#### EXERCISE MATERIAL:

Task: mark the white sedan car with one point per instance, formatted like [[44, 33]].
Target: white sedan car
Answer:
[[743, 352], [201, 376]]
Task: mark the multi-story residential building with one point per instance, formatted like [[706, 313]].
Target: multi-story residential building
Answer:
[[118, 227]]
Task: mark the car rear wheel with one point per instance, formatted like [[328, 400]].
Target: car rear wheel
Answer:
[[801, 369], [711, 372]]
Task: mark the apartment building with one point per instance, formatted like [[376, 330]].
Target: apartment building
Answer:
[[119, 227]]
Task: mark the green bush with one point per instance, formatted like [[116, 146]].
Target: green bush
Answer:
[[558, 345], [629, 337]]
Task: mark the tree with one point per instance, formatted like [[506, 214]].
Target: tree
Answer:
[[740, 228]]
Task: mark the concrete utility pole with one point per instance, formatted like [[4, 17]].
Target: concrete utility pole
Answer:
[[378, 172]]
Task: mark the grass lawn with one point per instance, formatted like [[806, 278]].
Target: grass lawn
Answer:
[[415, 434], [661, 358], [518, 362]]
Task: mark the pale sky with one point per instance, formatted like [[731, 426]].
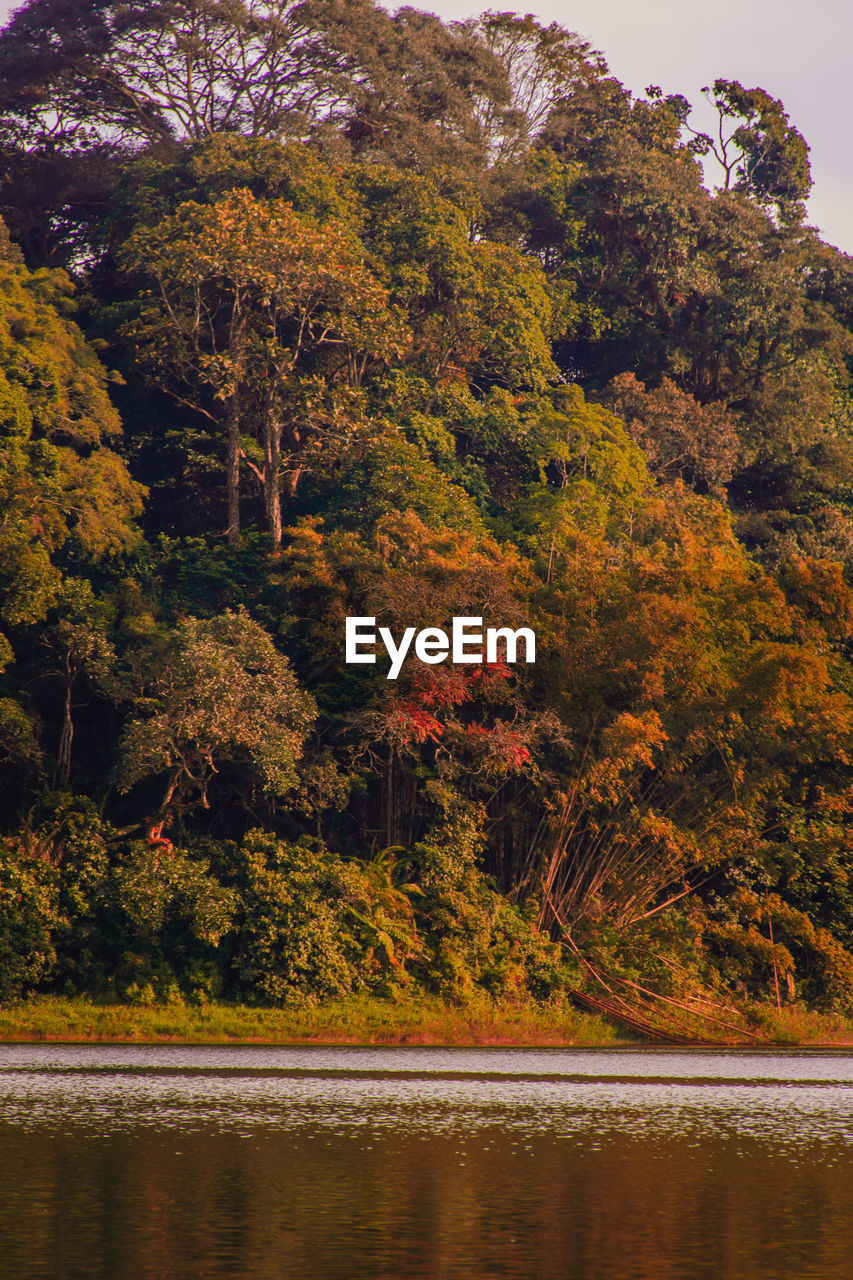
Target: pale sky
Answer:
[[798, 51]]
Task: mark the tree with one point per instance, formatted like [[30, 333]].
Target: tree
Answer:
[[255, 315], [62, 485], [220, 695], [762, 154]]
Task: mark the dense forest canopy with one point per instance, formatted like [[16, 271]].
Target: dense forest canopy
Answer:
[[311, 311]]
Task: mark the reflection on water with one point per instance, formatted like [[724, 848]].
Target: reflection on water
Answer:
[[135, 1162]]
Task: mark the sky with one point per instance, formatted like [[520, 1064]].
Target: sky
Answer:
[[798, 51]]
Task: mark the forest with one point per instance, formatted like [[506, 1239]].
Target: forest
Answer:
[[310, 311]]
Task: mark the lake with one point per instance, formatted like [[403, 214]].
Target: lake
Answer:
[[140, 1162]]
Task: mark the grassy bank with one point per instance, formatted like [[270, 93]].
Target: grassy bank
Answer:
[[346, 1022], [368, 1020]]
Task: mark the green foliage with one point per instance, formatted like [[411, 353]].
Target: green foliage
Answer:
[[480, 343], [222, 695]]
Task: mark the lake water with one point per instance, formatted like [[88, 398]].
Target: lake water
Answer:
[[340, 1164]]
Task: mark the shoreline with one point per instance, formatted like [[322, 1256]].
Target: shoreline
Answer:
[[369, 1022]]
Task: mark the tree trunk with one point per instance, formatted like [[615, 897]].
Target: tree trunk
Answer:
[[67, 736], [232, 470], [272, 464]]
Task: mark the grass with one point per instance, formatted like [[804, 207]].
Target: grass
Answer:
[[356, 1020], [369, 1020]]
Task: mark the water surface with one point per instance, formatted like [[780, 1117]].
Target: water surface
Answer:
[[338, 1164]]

* * *

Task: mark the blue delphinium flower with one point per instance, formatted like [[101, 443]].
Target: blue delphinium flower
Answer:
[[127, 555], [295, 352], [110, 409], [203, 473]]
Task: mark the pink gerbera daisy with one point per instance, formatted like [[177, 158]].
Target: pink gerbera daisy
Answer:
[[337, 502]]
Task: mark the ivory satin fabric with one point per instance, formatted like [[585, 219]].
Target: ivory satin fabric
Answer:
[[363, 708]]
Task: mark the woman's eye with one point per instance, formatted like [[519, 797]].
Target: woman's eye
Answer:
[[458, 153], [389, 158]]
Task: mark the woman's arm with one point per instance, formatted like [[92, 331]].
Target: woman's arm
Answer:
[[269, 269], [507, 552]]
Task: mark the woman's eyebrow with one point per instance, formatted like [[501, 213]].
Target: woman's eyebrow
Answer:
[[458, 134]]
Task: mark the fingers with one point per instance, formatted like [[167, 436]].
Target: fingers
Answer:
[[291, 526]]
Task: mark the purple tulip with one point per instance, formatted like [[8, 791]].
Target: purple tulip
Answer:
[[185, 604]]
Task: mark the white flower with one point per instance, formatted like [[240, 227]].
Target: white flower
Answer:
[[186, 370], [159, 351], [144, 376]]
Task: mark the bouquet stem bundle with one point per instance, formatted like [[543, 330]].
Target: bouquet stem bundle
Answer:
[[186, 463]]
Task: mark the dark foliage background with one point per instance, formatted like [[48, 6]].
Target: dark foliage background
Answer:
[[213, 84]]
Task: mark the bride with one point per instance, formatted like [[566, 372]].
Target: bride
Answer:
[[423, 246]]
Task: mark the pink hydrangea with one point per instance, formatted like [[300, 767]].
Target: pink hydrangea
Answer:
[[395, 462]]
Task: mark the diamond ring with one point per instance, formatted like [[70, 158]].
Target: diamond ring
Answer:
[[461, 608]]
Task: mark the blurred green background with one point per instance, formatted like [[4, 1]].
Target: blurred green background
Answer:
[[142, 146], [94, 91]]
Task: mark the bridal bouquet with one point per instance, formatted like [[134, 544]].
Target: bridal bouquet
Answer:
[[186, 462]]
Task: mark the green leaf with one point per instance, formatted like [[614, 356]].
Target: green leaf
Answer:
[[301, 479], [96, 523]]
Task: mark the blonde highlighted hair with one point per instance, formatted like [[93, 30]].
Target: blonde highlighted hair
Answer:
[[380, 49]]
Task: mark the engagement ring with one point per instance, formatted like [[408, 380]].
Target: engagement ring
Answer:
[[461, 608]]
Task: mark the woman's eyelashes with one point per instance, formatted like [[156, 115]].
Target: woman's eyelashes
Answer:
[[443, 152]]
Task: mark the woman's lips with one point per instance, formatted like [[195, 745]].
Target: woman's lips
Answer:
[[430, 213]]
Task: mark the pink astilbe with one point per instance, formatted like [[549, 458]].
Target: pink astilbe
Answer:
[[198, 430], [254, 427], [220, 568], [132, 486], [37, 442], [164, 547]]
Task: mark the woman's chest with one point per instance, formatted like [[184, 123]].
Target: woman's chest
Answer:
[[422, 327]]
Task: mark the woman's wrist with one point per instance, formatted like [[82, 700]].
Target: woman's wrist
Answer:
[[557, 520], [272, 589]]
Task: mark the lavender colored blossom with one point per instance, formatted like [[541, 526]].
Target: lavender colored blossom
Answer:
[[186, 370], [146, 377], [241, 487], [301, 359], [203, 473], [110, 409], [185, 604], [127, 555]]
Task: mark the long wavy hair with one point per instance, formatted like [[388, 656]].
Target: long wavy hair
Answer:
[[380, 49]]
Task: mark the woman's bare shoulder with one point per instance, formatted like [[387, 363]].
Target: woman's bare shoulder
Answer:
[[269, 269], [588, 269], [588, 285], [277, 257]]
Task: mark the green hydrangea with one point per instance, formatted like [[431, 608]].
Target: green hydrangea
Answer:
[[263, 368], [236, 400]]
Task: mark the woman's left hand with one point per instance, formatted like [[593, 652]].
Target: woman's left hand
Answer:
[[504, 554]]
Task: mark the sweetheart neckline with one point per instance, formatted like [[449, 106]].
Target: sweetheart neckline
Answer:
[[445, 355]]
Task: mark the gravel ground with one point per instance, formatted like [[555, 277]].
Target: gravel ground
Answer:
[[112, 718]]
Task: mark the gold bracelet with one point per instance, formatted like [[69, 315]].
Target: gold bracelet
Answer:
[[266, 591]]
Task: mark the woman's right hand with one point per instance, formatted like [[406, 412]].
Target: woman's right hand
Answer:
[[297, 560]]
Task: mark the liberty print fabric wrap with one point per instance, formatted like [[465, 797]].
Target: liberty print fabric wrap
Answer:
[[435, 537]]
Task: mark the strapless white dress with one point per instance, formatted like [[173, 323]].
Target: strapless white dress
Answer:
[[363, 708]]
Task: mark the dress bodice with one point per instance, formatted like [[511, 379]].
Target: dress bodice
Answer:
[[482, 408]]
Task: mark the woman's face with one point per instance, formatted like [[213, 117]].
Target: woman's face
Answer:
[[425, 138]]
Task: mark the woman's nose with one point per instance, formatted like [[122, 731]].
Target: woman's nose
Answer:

#### WHAT THIS TASK INVOLVES:
Rewrite the listing from the line containing "Task: mark the lake water" up to and including the line containing "[[67, 736], [232, 470], [272, 464]]", putting "lake edge" wherever "shoreline" appears and leaving everything else unchanged.

#### RESULT:
Task: mark the lake water with one point per instance, formatted like [[88, 398]].
Target: lake water
Answer:
[[340, 1164]]
Task: mark the lake edge with one point per instance, formatted like [[322, 1256]].
Target: lake edge
Answer:
[[369, 1022]]
Task: mark the tree trunk with one point per instance, formatted like [[615, 897]].
Target: tree trunk
Answer:
[[67, 736], [232, 470], [272, 464]]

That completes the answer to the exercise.